• **TO DO**: Display each line below that contains the word "black". Letter case matters.

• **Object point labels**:

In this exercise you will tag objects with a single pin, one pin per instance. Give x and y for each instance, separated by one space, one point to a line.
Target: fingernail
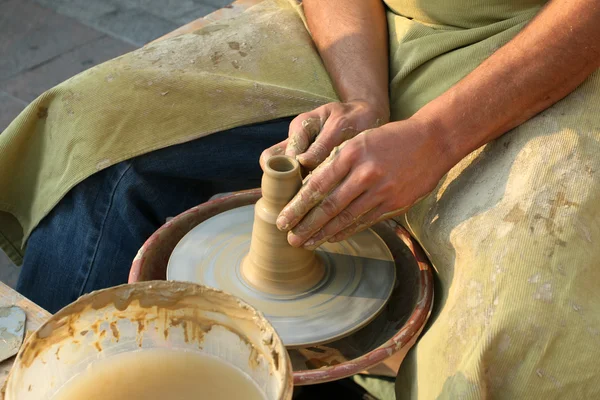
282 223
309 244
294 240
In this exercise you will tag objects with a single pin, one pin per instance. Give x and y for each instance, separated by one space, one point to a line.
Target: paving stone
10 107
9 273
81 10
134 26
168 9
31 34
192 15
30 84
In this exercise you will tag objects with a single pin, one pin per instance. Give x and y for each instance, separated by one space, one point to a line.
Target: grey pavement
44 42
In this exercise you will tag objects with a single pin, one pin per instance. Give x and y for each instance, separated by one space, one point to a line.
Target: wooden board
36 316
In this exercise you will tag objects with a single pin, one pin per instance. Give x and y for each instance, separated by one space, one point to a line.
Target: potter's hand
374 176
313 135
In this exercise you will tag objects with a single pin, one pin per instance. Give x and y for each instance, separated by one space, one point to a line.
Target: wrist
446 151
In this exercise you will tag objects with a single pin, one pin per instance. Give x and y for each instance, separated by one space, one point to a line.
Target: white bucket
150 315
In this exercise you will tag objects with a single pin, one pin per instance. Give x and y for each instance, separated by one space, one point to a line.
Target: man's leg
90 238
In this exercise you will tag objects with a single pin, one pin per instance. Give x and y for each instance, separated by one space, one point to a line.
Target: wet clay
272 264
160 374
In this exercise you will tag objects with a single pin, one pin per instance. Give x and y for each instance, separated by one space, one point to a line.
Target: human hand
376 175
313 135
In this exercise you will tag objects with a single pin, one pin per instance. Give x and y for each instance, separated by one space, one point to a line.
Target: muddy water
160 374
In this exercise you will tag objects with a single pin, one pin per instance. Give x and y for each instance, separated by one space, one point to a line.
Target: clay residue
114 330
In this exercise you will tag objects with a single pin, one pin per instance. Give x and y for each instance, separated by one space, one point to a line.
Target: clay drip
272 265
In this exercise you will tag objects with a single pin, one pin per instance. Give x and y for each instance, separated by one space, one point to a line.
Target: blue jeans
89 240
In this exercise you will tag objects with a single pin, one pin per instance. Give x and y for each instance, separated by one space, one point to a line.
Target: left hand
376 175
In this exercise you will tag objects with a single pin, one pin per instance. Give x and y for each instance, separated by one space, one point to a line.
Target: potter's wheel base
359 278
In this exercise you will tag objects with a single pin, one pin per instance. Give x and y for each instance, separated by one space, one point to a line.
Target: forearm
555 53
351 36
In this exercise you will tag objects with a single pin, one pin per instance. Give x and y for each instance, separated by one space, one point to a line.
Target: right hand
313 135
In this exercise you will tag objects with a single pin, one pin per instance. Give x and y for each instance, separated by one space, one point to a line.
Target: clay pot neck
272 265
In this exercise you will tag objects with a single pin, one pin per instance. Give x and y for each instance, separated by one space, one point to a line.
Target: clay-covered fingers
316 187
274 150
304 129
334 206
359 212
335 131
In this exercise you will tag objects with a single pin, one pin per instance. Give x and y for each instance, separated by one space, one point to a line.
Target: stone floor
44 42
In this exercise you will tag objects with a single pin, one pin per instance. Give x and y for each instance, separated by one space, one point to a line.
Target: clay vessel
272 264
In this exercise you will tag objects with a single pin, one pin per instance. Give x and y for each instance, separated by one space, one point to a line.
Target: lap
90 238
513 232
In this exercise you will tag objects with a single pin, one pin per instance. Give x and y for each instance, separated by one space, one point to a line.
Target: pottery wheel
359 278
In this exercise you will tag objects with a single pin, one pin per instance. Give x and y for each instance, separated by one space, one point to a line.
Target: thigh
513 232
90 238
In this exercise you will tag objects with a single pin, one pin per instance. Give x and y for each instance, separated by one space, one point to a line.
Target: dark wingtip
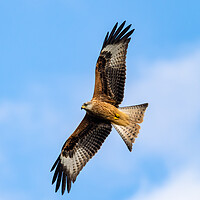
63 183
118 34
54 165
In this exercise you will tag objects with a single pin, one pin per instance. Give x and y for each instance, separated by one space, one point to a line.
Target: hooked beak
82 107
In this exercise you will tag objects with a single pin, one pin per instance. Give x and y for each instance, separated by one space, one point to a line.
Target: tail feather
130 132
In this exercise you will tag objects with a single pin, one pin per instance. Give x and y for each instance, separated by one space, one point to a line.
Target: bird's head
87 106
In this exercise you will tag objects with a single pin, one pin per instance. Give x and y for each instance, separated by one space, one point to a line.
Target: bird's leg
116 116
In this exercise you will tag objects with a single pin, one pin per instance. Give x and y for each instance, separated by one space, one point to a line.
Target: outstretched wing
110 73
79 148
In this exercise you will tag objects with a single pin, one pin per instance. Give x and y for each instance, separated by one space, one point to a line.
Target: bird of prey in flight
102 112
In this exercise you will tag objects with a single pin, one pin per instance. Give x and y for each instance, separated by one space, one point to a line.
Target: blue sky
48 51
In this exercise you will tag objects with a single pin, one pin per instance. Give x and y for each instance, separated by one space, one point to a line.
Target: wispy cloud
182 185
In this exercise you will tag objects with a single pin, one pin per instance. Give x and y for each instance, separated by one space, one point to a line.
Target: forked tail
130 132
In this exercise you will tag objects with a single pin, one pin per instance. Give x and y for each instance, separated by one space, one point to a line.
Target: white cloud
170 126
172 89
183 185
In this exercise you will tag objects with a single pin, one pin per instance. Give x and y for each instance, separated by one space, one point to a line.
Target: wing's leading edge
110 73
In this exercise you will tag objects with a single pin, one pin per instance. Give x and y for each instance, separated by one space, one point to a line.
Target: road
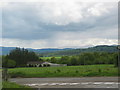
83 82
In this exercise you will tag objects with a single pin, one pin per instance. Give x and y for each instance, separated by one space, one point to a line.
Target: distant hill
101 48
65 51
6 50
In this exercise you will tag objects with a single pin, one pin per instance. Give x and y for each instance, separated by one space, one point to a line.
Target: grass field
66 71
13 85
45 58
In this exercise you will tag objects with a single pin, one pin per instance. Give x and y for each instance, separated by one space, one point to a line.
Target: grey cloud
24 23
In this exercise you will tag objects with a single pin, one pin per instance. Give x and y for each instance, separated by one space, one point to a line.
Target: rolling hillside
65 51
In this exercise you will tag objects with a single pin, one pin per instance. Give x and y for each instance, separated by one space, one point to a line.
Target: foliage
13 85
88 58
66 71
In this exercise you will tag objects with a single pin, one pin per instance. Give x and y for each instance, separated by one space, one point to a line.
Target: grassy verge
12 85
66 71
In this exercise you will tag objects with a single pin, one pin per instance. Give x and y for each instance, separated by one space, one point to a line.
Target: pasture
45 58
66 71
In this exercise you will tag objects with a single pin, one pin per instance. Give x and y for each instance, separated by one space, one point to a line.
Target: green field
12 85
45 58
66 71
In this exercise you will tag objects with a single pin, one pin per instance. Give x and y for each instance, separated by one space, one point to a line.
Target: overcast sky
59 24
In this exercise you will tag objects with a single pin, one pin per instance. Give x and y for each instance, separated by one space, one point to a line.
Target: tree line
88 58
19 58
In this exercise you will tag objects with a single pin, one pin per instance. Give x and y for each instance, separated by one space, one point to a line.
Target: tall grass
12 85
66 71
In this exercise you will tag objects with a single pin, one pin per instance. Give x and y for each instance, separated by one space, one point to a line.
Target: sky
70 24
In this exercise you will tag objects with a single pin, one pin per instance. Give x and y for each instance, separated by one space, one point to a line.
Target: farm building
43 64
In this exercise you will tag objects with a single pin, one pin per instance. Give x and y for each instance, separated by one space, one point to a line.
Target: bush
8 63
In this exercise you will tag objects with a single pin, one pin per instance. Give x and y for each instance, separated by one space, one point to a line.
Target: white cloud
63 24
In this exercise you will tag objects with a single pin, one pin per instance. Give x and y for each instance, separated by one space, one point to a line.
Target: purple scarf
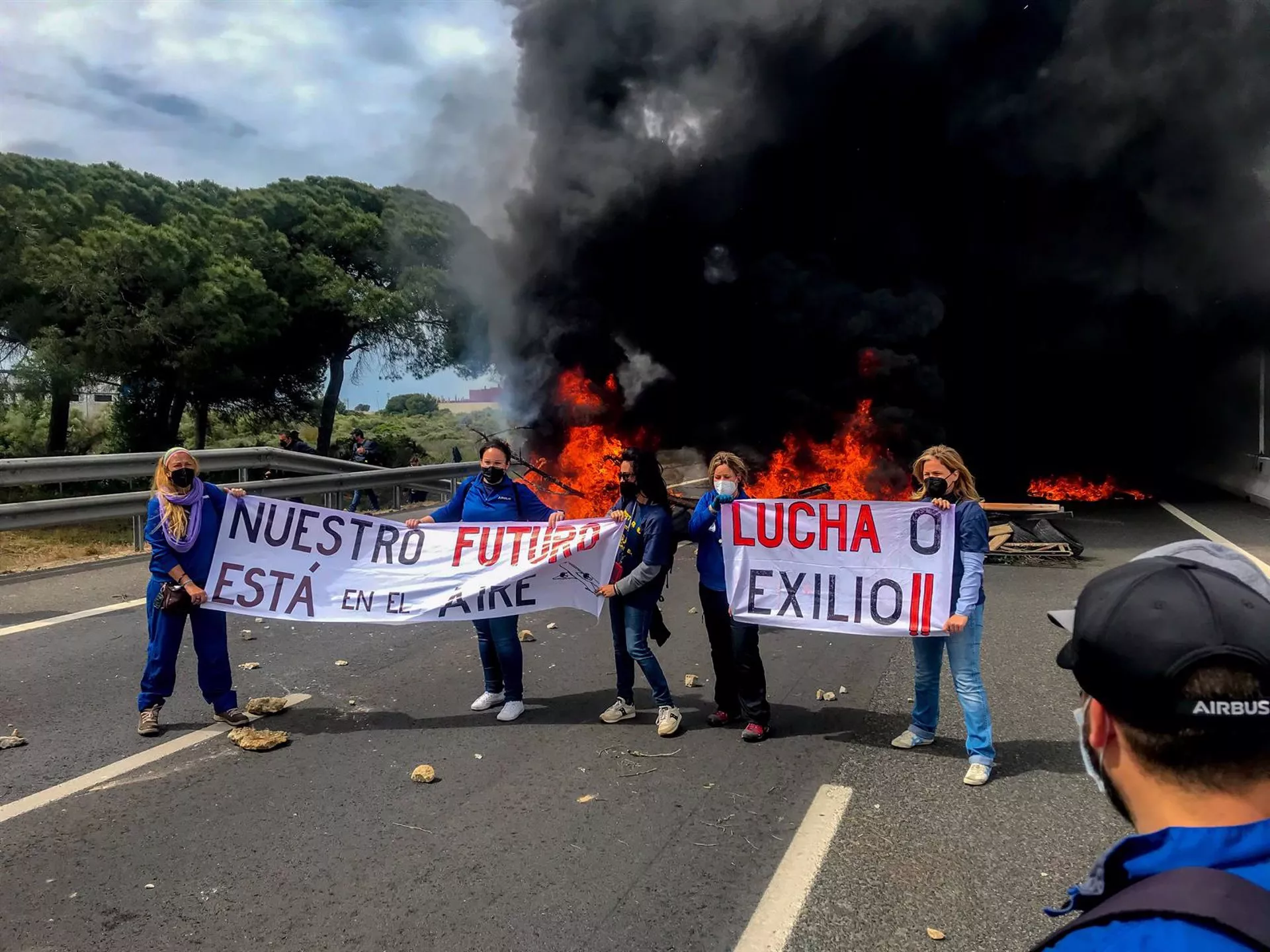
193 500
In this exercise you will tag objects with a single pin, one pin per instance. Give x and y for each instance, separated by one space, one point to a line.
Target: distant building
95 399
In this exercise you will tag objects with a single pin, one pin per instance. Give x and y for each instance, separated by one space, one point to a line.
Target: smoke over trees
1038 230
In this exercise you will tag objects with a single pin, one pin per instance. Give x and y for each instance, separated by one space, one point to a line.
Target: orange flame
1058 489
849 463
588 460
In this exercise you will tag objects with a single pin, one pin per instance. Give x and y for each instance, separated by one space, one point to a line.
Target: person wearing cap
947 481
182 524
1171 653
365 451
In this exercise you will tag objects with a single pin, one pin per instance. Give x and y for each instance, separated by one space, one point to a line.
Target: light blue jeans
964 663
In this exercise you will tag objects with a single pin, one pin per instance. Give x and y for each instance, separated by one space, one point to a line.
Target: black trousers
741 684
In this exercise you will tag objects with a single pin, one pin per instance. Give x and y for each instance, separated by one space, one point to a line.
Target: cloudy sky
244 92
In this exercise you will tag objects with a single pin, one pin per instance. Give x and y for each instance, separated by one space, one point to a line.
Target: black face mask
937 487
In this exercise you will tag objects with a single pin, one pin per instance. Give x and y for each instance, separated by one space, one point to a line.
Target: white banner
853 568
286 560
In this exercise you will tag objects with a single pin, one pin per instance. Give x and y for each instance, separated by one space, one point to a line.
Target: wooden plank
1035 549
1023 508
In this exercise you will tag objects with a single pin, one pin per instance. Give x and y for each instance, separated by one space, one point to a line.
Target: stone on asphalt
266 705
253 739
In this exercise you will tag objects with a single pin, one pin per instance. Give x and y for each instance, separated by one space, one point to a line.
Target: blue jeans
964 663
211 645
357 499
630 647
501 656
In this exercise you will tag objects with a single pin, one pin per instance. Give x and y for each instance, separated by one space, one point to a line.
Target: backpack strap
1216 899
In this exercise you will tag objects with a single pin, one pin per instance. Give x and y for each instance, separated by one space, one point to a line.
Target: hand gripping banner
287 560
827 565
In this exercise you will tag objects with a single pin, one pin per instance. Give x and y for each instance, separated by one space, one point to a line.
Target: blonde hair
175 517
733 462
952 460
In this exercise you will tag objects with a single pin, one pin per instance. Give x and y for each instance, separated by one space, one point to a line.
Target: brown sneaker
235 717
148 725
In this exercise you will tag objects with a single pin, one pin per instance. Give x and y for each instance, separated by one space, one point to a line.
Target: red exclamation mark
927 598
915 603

• **TASK RESULT**:
Target: black trousers
Target: black face mask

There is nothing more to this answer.